▸ **任务 A**:
把讲克伦贝勒的文章里从含有“奥托·克伦贝勒(Otto K”的那句开始、到“求我们的全知或者说近于全知。”结束的那一段一字不差地抄下来。
▸ **任务 B**:
按讲克伦贝勒的这篇文章的说法，等着他的命运为什么是流亡？
▸ **任务 C**:
讲克伦贝勒的这篇文章写到最后一句就停了，请从那里接着往下写。

▸ **文章**:
奥托·克伦贝勒(Otto Klemperer),德国著名的大指挥家。他的名字在音乐爱好者里并不陌生。但是对他传奇式的生平和他的指挥艺术之细节有所了解的人却不多。

当我们熟悉的另一个伟大指挥家福特文格勒的音乐在市场和家庭音乐会上大行其道的时候,我们大该忘记了克氏和福氏刚好截然不同的,甚至截然相反的指挥风格及其人生经历。

当福特文格勒在纳粹的刺刀下将贝多芬的交响乐推向极高之域的时候,克伦贝勒的命运却是极为严酷的。作为一个犹太人,作为一个所谓布尔什维克分子,等待他的命运,自然是流亡。于是,当老福在纳粹的舞台上玩弄他的自由速度和“唯意志论”的时候,克氏以他的绝对忠于节拍的,决不虚设的,直取音乐本质的,正大光明的风格,进入所有古典音乐的领域,从贝多芬,瓦格纳,马勒到二十世纪的现代音乐如斯特拉文斯基,勋伯格和兴德米特等人。我们看见了两个巨人。在这个意义上说,只是聆听富特文格勒,我们还是只知道事情的一半,而分“成两半的子爵”的神话,要求我们的全知或者说近于全知。

▸ **记录**:
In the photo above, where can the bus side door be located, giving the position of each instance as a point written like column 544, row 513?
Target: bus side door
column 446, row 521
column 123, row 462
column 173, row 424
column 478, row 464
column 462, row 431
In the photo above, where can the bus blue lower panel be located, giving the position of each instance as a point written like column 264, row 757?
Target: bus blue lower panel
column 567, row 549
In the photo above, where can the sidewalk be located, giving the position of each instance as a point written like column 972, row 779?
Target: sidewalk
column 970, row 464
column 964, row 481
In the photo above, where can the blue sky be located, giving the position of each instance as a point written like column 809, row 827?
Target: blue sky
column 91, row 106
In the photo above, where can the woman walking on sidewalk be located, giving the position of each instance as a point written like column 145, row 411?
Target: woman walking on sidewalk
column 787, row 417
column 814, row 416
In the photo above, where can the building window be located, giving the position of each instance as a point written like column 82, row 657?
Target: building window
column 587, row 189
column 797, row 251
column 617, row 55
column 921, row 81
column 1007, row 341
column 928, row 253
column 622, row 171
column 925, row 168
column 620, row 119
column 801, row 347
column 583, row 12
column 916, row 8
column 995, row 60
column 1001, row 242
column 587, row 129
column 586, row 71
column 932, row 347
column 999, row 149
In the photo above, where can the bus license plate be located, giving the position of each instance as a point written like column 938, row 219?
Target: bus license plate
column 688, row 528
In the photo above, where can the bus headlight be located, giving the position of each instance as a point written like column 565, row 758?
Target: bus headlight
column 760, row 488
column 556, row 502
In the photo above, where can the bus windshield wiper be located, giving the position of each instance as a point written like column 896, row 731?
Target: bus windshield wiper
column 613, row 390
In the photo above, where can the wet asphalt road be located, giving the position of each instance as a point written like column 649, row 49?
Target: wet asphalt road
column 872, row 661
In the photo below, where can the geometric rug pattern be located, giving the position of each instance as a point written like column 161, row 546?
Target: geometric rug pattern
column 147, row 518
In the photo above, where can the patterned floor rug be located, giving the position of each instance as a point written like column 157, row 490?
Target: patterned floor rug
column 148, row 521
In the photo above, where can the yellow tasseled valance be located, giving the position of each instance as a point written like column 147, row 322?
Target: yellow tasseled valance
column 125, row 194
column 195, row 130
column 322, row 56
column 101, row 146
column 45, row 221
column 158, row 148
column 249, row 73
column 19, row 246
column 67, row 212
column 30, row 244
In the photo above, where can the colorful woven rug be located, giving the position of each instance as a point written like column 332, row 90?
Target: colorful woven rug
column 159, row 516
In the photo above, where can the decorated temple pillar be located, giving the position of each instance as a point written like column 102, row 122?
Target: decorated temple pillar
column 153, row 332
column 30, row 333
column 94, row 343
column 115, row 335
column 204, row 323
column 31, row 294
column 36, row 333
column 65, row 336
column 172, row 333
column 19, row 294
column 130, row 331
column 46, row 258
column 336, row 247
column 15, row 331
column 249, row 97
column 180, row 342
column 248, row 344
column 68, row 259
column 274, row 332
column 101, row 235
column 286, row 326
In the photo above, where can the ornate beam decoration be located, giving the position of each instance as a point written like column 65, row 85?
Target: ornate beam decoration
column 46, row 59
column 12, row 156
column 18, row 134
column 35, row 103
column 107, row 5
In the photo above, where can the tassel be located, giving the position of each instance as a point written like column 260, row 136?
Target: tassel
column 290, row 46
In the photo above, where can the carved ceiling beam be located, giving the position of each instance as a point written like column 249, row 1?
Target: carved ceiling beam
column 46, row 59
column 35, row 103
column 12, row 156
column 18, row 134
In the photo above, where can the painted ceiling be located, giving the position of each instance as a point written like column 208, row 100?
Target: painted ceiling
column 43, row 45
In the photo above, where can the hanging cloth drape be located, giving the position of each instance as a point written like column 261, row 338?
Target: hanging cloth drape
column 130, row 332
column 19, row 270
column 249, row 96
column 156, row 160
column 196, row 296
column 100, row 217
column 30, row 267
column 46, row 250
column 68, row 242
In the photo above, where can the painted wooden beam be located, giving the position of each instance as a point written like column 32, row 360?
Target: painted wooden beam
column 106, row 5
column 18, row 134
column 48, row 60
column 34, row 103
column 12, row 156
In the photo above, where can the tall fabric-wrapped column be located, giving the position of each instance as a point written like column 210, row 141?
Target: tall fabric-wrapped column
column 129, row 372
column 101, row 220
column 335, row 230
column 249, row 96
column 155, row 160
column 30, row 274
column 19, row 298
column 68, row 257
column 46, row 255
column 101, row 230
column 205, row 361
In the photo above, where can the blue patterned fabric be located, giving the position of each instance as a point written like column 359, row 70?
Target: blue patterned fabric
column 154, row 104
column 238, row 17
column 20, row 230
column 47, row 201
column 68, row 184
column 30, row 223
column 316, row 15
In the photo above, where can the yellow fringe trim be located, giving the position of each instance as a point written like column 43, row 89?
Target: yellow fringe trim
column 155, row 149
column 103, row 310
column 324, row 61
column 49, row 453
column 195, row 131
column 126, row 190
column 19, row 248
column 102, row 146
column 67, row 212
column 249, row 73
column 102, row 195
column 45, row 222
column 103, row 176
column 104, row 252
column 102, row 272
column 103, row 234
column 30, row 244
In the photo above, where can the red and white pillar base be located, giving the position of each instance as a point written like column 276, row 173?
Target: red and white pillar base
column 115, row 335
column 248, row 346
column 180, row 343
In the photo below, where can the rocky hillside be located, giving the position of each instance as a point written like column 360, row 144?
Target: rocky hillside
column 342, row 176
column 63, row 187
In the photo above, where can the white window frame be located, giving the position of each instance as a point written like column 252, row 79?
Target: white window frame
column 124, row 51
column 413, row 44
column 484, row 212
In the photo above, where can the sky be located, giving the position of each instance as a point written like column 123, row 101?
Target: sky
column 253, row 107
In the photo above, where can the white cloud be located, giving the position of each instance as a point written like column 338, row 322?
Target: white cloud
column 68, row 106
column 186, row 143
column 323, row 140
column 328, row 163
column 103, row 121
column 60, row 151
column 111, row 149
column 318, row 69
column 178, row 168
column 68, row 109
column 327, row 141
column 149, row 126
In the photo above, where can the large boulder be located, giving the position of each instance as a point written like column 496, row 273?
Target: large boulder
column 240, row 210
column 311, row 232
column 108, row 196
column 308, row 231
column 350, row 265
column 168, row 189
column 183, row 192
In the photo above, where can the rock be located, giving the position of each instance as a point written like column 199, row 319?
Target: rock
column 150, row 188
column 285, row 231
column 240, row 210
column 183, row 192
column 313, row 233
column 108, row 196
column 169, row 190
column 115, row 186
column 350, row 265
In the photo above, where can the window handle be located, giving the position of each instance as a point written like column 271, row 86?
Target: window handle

▸ **结果 A**:
奥托·克伦贝勒(Otto Klemperer),德国著名的大指挥家。他的名字在音乐爱好者里并不陌生。但是对他传奇式的生平和他的指挥艺术之细节有所了解的人却不多。

当我们熟悉的另一个伟大指挥家福特文格勒的音乐在市场和家庭音乐会上大行其道的时候,我们大该忘记了克氏和福氏刚好截然不同的,甚至截然相反的指挥风格及其人生经历。

当福特文格勒在纳粹的刺刀下将贝多芬的交响乐推向极高之域的时候,克伦贝勒的命运却是极为严酷的。作为一个犹太人,作为一个所谓布尔什维克分子,等待他的命运,自然是流亡。于是,当老福在纳粹的舞台上玩弄他的自由速度和“唯意志论”的时候,克氏以他的绝对忠于节拍的,决不虚设的,直取音乐本质的,正大光明的风格,进入所有古典音乐的领域,从贝多芬,瓦格纳,马勒到二十世纪的现代音乐如斯特拉文斯基,勋伯格和兴德米特等人。我们看见了两个巨人。在这个意义上说,只是聆听富特文格勒,我们还是只知道事情的一半,而分“成两半的子爵”的神话,要求我们的全知或者说近于全知。

▸ **结果 B**:
因为他是犹太人，又被当成所谓的布尔什维克分子。

▸ **结果 C**:
作为本世纪最伟大的指挥家,克伦贝勒在1973年7月8日以88岁高龄辞世于苏黎世。那时,他的身体状况已经急剧转衰。这是由于困扰他一生的脑瘤和半瘫痪所致。他的两个儿女在他身边守护。克伦贝勒的遗体就葬于该市的犹太人墓地。

克氏身逢十九世纪浪漫主义音乐和二十世纪现代音乐无调性音乐汇合,交叉和冲撞时期。1933年,在纳粹当权之前,克伦贝勒是当时古典音乐最为权威的解释者。他高大而略嫌憔悴的身影,被形容为高翔的音乐雄鹰。

流亡期间,指挥家一直被他的精神衰弱之疾困扰着。1939年他做了脑瘤手术,并留下了行动不便和半瘫痪的后遗症,以至遭至其他许多不适。他几乎深居简出,很少客串于各个乐队之间。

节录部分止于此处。